Directions for this task:
Write out the material below without changes, starting at the line containing "Locate the stone block" and continuing through the end of the material.

○ ○ ○ ○

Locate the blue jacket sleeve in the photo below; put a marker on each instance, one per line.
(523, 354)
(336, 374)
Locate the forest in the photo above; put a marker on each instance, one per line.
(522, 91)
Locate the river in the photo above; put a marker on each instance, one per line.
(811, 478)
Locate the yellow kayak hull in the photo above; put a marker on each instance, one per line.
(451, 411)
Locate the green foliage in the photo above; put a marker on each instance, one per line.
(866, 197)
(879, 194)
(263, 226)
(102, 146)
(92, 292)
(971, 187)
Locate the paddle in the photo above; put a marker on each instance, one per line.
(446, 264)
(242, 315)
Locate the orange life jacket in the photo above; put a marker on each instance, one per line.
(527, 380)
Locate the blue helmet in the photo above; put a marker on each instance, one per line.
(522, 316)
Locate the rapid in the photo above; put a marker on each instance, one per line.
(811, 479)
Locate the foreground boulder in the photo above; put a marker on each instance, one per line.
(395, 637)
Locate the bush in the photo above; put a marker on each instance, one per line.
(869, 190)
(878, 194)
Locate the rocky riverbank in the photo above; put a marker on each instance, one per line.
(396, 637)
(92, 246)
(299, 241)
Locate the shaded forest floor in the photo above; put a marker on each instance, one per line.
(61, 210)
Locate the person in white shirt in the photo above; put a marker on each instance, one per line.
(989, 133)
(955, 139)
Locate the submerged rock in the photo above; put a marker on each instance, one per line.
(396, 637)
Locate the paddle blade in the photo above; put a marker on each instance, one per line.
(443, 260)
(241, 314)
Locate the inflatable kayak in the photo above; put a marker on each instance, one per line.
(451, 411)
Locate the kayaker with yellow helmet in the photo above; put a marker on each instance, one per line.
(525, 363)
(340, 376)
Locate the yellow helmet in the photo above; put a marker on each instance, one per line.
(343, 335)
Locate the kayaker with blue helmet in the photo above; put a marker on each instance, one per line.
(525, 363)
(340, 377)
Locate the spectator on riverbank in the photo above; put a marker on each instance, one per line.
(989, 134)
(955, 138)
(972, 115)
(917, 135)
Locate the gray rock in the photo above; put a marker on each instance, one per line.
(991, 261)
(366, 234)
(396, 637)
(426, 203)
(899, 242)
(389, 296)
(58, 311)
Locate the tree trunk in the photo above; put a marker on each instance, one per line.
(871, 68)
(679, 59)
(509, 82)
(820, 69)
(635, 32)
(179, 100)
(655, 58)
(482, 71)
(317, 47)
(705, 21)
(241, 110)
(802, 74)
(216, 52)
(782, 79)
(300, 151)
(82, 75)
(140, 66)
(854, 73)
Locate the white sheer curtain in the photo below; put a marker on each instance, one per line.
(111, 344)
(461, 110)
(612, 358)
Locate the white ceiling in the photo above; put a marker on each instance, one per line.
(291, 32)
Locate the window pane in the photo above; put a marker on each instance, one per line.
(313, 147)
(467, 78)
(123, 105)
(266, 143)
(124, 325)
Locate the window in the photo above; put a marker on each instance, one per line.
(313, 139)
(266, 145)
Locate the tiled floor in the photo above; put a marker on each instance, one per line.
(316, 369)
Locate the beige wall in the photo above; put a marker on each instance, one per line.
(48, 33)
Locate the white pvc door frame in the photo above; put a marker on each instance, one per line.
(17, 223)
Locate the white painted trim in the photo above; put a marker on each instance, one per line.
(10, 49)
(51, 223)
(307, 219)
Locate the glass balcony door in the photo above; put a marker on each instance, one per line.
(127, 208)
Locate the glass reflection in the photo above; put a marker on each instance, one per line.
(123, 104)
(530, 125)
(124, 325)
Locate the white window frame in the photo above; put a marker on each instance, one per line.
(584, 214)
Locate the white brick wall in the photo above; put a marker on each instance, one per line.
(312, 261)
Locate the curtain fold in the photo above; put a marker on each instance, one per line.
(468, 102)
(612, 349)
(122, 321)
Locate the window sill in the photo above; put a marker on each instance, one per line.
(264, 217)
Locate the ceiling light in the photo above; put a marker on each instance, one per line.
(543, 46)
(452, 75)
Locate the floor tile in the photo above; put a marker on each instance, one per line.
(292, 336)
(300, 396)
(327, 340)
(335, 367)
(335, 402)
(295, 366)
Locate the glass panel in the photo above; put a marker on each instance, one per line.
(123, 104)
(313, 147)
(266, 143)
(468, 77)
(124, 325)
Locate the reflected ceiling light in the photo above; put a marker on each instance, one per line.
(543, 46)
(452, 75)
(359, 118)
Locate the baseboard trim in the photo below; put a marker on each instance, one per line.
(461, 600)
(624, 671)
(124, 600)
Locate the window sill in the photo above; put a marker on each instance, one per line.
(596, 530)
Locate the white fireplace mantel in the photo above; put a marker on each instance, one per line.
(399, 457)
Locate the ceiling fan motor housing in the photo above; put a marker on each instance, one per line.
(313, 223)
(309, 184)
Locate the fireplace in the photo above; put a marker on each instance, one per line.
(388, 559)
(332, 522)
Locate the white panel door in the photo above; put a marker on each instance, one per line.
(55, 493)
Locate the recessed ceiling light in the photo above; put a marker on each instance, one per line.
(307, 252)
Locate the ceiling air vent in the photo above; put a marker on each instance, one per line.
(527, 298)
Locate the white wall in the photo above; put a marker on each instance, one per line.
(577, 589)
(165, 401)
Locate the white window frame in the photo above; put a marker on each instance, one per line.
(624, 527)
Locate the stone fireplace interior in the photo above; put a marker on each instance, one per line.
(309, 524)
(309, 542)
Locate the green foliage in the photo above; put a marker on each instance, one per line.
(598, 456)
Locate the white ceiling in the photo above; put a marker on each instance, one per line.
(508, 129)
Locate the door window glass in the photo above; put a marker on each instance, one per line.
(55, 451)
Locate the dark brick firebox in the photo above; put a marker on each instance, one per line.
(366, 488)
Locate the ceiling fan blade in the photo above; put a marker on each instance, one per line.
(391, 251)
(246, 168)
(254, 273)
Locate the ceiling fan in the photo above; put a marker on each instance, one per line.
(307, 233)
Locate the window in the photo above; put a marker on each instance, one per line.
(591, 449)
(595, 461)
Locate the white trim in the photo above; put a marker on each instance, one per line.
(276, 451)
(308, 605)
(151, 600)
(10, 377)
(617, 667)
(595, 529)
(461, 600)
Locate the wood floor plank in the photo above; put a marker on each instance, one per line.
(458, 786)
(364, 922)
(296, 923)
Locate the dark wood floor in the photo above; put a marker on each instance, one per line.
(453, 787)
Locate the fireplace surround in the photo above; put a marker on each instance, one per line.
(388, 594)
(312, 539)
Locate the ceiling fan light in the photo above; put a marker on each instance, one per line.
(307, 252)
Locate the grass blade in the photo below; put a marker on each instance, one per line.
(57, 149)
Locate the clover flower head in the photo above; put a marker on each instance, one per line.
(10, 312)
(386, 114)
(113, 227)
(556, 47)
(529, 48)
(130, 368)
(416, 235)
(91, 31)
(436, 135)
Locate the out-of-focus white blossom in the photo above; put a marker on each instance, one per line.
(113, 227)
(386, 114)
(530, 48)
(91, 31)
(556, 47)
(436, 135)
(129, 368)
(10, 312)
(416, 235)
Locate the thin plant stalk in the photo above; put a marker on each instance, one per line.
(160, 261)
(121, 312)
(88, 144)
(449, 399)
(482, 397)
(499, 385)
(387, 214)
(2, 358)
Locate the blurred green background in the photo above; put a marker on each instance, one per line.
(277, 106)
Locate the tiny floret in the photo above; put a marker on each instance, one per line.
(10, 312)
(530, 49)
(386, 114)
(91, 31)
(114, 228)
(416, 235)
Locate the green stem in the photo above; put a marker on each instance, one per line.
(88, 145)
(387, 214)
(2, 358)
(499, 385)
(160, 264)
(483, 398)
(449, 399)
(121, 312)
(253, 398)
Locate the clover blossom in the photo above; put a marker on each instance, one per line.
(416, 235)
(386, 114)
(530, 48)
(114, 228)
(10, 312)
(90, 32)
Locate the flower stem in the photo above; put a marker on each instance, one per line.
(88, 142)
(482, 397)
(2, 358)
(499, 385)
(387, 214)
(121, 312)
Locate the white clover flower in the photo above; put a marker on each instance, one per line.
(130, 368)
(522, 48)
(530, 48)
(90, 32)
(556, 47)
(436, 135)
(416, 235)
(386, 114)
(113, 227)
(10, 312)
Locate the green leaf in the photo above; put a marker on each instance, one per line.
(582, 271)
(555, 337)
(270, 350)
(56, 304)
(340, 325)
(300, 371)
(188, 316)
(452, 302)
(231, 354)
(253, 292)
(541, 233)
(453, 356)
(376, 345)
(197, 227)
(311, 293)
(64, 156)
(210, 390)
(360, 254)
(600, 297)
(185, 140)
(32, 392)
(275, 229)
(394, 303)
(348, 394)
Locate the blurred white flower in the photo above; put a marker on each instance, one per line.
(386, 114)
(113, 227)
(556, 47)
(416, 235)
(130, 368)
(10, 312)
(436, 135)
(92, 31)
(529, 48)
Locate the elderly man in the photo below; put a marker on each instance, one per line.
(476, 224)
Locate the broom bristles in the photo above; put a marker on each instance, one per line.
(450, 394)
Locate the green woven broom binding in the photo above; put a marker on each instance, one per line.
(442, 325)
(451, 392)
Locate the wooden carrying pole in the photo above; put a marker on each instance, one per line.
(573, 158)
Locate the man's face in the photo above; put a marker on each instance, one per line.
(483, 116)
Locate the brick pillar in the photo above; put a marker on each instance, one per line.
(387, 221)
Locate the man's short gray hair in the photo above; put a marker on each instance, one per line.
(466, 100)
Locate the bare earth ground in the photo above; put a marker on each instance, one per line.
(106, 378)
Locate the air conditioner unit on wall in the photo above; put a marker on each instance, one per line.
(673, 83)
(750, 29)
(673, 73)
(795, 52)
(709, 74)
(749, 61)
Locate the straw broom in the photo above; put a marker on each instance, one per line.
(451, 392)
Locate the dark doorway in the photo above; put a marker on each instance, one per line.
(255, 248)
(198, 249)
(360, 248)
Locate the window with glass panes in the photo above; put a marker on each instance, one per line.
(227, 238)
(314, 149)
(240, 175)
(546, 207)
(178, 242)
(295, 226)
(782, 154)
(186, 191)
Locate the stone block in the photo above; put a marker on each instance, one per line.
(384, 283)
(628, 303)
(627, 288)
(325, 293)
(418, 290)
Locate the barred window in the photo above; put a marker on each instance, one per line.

○ ○ ○ ○

Result for this exercise:
Locate the stone block in the photo above; put a marker on each instance, one per line.
(384, 283)
(628, 303)
(627, 288)
(325, 293)
(418, 290)
Locate the barred window in the photo above; put a marker on each instance, one per line.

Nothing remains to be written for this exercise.